Problem to work on -> The required output is the line that contains "mark the blue plastic" plus every line after it in the listing below, copied exactly as it appears.

________________________________________

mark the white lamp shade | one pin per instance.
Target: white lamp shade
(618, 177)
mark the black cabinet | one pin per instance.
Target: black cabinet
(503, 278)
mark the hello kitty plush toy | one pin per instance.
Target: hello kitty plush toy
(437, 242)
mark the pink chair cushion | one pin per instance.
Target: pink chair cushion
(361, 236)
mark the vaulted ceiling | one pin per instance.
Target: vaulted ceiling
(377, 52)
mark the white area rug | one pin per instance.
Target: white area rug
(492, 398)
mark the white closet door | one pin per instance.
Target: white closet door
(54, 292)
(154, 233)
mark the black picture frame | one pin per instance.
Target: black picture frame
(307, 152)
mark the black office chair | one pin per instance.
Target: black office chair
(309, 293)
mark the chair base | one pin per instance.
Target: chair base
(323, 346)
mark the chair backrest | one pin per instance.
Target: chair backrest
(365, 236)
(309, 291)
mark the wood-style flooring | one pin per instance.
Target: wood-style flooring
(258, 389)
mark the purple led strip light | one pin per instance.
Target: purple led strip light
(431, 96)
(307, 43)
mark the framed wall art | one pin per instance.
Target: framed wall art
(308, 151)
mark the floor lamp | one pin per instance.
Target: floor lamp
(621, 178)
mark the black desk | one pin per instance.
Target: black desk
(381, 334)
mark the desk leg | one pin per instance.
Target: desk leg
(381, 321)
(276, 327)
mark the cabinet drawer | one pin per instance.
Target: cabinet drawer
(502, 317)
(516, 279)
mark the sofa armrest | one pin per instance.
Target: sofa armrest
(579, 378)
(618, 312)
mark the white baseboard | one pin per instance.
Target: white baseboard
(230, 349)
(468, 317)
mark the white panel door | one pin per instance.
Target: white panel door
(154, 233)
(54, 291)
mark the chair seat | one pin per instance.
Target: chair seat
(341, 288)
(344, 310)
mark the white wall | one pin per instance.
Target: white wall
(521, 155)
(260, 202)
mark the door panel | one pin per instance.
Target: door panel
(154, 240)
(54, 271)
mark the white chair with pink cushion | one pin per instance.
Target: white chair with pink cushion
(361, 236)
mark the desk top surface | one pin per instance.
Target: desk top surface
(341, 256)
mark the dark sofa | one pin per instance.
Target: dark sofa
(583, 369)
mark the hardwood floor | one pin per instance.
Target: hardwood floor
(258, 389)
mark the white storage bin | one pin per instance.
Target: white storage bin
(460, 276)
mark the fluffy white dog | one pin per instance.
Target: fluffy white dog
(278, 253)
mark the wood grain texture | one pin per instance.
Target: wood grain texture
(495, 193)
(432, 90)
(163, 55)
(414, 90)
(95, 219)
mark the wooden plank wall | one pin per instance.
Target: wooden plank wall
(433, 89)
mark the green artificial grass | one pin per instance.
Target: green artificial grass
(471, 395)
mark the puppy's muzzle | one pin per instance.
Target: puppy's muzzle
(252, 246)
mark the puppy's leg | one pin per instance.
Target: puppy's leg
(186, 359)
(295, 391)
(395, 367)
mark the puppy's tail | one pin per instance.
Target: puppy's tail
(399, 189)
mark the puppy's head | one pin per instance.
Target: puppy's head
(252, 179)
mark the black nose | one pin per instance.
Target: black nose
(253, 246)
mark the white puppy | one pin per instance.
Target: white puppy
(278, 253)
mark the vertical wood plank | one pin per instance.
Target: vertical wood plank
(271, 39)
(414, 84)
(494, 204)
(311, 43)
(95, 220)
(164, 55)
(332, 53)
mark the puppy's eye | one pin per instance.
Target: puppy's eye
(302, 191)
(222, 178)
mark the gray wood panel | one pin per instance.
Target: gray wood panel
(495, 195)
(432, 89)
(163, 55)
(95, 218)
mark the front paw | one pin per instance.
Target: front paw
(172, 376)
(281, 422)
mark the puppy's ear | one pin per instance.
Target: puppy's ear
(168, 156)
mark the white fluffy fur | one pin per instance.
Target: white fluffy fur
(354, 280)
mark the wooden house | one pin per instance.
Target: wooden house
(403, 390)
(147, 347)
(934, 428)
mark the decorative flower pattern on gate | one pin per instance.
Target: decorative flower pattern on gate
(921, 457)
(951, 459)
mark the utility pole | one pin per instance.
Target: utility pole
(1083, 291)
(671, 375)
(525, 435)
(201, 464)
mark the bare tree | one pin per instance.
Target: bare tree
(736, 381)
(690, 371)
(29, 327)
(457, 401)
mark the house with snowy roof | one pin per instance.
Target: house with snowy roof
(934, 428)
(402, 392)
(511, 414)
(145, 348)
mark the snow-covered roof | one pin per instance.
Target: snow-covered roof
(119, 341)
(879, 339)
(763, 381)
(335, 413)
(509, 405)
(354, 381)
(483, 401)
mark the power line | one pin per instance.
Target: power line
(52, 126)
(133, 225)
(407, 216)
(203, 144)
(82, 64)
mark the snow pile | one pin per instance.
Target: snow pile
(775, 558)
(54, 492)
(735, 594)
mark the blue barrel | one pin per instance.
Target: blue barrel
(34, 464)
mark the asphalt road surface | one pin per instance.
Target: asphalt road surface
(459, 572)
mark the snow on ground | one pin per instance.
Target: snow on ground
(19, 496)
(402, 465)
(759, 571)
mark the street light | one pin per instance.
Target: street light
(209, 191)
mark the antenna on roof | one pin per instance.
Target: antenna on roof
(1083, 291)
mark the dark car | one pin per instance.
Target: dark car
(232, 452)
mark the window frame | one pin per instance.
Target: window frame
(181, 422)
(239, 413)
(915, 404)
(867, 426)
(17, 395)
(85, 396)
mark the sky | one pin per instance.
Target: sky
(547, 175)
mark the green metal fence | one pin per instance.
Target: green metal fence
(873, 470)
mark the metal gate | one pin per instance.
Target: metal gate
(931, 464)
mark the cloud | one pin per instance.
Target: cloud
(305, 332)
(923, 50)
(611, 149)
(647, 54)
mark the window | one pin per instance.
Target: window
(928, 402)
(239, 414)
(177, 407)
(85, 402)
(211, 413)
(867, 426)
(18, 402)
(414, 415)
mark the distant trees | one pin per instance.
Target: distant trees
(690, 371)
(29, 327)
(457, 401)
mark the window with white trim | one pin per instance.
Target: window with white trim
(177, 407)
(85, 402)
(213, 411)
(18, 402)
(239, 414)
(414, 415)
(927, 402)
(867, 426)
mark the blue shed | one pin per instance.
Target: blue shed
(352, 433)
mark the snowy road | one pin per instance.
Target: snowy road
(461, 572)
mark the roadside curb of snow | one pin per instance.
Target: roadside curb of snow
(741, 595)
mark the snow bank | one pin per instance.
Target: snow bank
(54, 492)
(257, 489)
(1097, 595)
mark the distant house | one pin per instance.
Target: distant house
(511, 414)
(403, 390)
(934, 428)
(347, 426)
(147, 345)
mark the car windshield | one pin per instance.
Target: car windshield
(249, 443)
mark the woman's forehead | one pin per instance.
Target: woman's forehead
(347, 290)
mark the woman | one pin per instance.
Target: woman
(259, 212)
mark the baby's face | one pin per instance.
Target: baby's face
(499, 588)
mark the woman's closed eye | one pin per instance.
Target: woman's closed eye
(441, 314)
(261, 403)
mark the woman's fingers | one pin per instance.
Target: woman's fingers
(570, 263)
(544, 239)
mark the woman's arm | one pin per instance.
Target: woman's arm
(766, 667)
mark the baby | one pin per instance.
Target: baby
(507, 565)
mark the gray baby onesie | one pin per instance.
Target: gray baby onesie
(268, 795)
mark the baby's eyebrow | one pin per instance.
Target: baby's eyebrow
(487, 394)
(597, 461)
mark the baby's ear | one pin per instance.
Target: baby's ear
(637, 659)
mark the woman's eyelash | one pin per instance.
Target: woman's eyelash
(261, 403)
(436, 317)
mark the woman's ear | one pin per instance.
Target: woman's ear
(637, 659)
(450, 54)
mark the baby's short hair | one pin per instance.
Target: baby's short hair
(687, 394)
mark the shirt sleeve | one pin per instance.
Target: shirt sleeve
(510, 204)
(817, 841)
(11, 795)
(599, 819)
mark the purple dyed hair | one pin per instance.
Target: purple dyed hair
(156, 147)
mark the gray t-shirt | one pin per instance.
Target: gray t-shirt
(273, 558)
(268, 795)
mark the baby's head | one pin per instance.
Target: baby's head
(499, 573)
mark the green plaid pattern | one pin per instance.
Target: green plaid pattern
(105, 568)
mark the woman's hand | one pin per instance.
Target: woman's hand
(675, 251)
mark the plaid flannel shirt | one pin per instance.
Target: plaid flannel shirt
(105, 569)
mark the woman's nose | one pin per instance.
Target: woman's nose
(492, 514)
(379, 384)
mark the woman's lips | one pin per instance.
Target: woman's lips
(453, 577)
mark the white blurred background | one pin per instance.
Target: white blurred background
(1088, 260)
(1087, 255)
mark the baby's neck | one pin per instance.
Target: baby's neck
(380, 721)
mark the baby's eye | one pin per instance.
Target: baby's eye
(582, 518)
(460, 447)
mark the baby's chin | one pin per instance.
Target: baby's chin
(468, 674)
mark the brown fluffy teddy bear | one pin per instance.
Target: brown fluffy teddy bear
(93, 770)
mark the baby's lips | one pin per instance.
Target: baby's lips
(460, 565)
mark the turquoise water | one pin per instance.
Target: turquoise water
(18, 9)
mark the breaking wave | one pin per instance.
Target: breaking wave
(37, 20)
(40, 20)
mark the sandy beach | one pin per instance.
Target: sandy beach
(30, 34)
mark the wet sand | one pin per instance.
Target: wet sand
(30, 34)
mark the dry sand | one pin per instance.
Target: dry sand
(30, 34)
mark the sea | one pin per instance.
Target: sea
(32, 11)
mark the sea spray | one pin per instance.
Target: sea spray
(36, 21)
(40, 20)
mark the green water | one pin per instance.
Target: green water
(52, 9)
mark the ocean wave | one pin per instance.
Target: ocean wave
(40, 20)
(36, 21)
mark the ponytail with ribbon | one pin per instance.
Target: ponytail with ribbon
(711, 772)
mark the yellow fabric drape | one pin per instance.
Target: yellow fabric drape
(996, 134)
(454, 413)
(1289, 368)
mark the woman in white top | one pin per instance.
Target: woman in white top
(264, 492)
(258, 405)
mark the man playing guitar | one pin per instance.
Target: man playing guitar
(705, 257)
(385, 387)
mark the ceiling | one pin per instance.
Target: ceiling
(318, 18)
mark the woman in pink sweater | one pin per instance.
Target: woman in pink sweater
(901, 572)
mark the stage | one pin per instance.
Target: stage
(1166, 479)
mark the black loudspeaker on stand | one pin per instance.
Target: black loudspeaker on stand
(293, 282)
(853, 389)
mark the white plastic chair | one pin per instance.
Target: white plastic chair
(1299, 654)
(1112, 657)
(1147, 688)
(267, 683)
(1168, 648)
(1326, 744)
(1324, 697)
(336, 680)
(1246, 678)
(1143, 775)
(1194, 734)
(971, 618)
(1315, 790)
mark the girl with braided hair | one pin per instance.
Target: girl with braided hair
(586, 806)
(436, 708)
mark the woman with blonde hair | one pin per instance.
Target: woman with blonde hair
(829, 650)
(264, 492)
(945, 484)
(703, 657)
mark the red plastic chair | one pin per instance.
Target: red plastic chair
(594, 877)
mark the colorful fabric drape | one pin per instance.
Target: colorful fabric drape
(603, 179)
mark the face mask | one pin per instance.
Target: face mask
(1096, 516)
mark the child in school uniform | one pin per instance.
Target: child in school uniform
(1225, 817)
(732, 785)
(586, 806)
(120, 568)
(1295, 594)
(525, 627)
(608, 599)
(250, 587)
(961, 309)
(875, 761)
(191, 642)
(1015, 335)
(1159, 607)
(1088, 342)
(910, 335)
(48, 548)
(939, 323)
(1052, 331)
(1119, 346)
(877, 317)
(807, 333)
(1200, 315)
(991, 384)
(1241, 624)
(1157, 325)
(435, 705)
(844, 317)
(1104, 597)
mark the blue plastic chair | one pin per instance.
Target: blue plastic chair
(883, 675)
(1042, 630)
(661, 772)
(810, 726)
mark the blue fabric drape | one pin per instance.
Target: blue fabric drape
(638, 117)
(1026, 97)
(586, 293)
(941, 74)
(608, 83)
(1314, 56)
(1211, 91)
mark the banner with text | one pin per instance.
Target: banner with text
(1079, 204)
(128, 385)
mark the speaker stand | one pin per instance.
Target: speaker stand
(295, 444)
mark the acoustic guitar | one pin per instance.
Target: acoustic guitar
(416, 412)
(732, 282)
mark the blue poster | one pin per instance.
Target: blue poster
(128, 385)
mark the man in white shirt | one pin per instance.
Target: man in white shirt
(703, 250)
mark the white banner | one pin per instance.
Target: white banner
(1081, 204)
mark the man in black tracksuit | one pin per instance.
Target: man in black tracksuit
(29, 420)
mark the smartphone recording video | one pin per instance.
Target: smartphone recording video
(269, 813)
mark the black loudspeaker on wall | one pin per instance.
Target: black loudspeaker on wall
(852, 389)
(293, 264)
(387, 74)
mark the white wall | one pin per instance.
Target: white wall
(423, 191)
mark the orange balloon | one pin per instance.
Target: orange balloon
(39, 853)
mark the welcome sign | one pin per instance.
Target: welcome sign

________________________________________

Task response ->
mark the blue plastic chair | one pin per instance.
Target: blue plastic chair
(883, 675)
(1042, 630)
(661, 772)
(810, 726)
mark the blue fabric drape | one pin per instance.
Target: blue fabric drape
(638, 117)
(1026, 97)
(586, 293)
(941, 74)
(608, 83)
(1314, 56)
(1211, 91)
mark the banner with text | one pin per instance.
Target: banner with text
(1079, 204)
(128, 385)
mark the speaker stand | one pin per instance.
Target: speaker stand
(295, 444)
mark the acoustic guitar | one pin per instance.
Target: acoustic guitar
(416, 412)
(732, 282)
mark the blue poster | one pin per instance.
Target: blue poster
(128, 385)
mark the man in white shirt | one pin per instance.
Target: man in white shirt
(703, 250)
mark the white banner | one pin per instance.
Target: white banner
(1081, 204)
mark the man in black tracksuit | one pin per instance.
Target: man in black tracksuit
(29, 420)
mark the smartphone recording video | one pin per instance.
Target: smartphone recording video
(269, 813)
mark the black loudspeaker on wall | one pin per instance.
Target: black loudspeaker on wall
(852, 389)
(293, 264)
(387, 74)
mark the white wall | one pin per instance.
Target: white wall
(423, 191)
mark the orange balloon | one pin per instance.
Target: orange balloon
(39, 853)
mark the welcome sign | one pin per instance.
Target: welcome sign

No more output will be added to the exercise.